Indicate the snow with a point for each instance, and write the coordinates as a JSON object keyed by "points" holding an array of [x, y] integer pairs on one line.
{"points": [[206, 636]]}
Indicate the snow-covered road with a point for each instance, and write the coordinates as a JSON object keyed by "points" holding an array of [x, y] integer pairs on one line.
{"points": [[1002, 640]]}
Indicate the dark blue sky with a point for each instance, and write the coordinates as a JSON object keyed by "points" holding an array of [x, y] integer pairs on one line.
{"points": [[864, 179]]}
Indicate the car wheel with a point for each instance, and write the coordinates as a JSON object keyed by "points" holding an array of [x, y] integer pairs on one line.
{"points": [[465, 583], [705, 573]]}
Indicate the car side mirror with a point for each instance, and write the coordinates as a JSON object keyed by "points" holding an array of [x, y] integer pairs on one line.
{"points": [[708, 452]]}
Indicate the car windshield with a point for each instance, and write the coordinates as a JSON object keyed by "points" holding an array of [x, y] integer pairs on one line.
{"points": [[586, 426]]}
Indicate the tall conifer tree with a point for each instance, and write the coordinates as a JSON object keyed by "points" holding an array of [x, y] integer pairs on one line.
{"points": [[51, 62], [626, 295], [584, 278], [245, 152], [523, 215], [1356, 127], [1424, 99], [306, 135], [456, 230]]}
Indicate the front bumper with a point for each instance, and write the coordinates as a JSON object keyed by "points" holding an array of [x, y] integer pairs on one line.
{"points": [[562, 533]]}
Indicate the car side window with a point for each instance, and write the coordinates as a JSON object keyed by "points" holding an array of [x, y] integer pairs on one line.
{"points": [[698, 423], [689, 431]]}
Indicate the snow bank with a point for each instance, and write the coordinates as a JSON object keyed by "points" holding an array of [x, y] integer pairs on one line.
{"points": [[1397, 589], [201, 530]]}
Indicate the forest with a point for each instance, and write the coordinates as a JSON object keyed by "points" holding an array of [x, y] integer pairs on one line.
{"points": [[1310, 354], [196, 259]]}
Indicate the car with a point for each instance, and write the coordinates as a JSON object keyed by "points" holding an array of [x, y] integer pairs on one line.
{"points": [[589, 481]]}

■ ■ ■

Your assignment: Using the material above, restate each entry exactly as it stands.

Output:
Indicate the snow with a point for each instance, and write the coordinates as a JSON object keyed by "points" holding an array of [x, y] integer pairs on one line.
{"points": [[206, 636]]}
Indicate the snow-covered road with a point for each instance, and write the coordinates as a JSON object keyed by "points" holding an array of [x, y] integer pairs on one line.
{"points": [[1002, 640]]}
Indicate the dark blue sky with a point for each instance, and write the coordinates as a JSON object keyed by "points" holding an array of [x, y] integer pairs on one line.
{"points": [[864, 179]]}
Indicate the car wheel with a point for each instance, and write the coordinates as a JSON object keyed by "points" holding an array of [x, y] integer pairs on one line.
{"points": [[465, 583], [705, 573]]}
Indicate the car side mirror with a point for each instance, and write the coordinates as a JSON object keyed by "points" holding an array of [x, y] integer pairs on one line.
{"points": [[708, 452]]}
Indicate the car windshield with a point for each instance, and write the coordinates as a JSON object keyed by "points" holding an array of [x, y] integer pairs on one line.
{"points": [[586, 426]]}
Indicate the tall conifer tree with a point for each instance, and write the coordinates as a JSON object keyed by "points" holding an array of [x, y] integer pairs on one line.
{"points": [[51, 62], [626, 295], [584, 278], [245, 152], [523, 215], [1356, 127], [1424, 99], [306, 135], [456, 230]]}
Indicate the front bumper with a point for each instance, and write the coordinates as a JSON object keyed by "points" holding an array of [x, y] integer pairs on one line.
{"points": [[562, 533]]}
Indicate the car side window with a point for each instance, and write the coordinates as a JSON object keyed by "points" holding an array of [x, y] integer pairs on one line.
{"points": [[698, 423], [689, 431]]}
Indicate the snow bank with a point for each instance, and write the coordinates as a JSON object keyed by "points" holding an array of [x, y] integer pairs on one line.
{"points": [[1397, 589], [201, 530]]}
Indicate the forest with a point for each instance, and write the coordinates as a JSON object keyed by "points" holding an array of [x, y] integer pairs on one line.
{"points": [[1310, 354], [196, 259]]}
Indicate the car with a point for each instance, and write the coordinates as a JSON object keyed by "points" holding an array of [x, y] integer pairs on one line.
{"points": [[589, 481]]}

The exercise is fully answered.